▸ EXERCISE GOAL
Among the entries below, find the lines that hold the word "painted" and report them.
----------
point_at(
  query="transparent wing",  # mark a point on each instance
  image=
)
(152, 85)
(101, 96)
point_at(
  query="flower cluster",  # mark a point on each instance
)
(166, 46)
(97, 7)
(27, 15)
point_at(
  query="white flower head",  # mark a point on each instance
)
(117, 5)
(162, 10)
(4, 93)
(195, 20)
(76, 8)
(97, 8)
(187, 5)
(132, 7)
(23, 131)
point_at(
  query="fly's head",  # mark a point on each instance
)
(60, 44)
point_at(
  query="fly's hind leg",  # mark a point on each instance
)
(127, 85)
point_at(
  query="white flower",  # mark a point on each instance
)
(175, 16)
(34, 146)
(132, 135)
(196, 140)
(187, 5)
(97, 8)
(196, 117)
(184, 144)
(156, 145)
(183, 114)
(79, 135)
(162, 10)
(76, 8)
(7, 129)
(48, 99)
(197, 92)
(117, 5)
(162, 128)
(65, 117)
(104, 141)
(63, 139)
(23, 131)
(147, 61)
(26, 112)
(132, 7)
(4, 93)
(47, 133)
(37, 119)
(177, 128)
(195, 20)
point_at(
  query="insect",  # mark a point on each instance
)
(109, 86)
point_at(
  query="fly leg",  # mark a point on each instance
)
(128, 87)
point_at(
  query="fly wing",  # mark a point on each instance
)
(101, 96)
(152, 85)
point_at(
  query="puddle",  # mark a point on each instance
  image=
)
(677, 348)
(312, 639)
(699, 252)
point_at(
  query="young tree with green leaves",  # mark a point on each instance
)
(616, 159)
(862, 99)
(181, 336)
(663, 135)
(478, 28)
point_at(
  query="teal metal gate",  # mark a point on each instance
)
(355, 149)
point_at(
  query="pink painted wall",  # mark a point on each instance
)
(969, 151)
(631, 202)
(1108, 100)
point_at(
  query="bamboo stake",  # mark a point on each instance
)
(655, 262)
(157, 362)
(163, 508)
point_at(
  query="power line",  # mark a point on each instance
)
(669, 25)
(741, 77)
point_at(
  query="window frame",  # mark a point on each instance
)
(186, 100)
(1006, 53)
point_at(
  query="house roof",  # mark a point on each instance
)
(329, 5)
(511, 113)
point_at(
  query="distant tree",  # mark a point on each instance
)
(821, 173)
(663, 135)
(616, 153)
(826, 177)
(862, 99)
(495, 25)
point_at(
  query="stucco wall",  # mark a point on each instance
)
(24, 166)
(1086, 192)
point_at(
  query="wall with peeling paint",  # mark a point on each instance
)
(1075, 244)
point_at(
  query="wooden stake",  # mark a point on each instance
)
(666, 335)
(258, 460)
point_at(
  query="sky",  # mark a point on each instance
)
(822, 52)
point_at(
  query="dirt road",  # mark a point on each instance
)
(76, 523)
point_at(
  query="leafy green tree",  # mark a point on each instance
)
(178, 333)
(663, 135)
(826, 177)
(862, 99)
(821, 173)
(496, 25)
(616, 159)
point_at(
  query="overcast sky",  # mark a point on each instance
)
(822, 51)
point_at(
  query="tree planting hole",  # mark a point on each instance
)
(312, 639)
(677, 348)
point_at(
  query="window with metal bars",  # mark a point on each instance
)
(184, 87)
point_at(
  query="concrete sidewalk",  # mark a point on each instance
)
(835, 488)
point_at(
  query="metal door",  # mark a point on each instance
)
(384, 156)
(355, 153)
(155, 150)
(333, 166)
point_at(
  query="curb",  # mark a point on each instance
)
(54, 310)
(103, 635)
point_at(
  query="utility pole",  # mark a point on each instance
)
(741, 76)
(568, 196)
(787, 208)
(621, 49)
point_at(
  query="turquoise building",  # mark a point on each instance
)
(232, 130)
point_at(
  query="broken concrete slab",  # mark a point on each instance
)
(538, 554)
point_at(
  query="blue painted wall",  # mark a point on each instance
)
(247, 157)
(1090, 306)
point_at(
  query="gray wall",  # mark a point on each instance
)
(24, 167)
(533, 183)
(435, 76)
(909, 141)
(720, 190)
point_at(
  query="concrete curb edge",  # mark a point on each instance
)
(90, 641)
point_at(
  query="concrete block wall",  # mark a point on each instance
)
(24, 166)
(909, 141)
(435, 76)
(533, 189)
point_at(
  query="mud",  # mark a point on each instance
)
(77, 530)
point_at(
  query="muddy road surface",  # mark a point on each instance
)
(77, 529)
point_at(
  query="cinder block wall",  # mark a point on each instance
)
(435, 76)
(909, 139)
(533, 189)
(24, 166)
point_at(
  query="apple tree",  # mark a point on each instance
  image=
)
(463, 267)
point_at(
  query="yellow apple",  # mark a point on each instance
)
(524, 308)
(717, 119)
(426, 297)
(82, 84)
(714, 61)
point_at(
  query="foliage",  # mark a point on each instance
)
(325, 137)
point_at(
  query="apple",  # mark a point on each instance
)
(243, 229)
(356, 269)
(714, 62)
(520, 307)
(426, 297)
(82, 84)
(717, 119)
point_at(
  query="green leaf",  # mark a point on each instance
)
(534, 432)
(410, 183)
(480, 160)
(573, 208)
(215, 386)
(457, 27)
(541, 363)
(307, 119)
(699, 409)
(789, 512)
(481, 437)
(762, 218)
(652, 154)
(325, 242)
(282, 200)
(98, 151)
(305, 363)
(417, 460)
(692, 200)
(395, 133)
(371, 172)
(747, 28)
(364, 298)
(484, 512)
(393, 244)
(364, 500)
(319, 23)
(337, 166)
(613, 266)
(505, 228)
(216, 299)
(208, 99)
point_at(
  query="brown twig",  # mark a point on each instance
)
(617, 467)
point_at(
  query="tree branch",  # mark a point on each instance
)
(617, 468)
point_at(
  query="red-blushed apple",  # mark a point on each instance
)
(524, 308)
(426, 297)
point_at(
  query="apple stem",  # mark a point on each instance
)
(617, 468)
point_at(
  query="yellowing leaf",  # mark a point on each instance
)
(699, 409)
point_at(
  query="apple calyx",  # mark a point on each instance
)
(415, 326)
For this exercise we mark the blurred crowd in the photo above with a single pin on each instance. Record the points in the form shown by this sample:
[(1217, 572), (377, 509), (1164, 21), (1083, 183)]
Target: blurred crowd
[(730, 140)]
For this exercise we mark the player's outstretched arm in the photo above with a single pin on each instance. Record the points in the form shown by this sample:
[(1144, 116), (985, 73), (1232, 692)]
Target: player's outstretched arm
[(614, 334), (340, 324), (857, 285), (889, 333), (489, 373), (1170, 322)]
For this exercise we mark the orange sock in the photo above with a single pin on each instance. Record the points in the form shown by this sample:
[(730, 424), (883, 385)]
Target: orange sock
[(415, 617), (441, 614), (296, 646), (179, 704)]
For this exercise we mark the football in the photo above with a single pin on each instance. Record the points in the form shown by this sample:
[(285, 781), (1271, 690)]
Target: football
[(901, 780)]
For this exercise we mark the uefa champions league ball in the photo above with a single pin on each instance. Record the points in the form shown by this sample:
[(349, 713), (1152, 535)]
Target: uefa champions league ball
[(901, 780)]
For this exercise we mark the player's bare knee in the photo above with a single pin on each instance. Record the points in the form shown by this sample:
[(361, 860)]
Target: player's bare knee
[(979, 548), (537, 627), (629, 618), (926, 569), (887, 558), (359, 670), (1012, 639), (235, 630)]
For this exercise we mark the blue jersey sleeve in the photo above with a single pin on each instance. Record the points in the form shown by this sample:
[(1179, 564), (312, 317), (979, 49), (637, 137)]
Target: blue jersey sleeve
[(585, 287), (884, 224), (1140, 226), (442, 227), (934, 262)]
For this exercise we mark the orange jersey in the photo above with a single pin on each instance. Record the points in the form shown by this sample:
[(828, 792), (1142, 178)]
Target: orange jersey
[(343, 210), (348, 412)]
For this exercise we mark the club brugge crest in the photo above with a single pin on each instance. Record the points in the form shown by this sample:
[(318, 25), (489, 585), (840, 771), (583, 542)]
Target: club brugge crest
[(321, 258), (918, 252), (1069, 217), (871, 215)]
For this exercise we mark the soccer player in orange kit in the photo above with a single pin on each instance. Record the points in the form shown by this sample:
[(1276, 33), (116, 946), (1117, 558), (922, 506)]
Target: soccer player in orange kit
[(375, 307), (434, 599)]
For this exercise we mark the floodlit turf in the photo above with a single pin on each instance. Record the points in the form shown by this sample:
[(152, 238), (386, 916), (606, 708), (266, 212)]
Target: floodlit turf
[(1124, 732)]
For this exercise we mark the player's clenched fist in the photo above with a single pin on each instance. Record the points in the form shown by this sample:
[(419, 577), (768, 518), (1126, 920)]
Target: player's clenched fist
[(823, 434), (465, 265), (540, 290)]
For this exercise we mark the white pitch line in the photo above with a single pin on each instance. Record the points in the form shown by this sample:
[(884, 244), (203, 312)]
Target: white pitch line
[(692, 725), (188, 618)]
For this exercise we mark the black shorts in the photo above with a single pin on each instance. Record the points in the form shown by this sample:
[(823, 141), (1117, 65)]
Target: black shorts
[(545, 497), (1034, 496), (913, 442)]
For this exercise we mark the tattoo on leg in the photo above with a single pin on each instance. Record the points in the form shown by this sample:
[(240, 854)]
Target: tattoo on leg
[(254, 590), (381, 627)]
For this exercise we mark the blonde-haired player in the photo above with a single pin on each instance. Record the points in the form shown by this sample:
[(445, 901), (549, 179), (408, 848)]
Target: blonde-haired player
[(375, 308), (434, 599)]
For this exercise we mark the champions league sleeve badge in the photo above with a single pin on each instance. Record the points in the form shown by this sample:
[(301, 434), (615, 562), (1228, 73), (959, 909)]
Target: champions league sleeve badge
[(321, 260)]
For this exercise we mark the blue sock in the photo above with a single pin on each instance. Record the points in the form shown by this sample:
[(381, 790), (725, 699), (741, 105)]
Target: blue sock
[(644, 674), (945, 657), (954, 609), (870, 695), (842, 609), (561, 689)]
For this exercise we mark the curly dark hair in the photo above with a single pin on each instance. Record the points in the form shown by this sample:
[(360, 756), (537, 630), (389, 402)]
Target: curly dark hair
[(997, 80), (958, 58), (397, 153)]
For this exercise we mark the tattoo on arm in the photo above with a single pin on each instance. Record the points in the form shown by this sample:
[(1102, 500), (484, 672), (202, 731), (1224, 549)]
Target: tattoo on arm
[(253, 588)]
----------
▸ TASK SOLUTION
  query="pink painted wall",  # mark a point on each instance
  query="blue painted wall",  # mark a point on each instance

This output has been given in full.